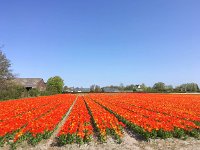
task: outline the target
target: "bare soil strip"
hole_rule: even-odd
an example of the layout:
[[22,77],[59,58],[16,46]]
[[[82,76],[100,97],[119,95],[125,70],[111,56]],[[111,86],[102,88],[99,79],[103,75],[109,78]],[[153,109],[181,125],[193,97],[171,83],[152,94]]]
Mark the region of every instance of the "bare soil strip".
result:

* Task to complete *
Switch "bare soil strip" to "gravel path" everywhere in the lines above and write them out again with nothing else changed. Leave the pictures out.

* Exercise result *
task: outline the target
target: "gravel path"
hole_rule: even-odd
an example of the layout:
[[22,77],[59,58],[16,46]]
[[[82,76],[100,97],[119,95],[125,70],[111,56]],[[111,86],[102,88],[99,79],[103,75],[109,78]],[[153,109],[181,125],[193,97],[171,83],[152,94]]]
Mark the region of every instance of the "gravel path".
result:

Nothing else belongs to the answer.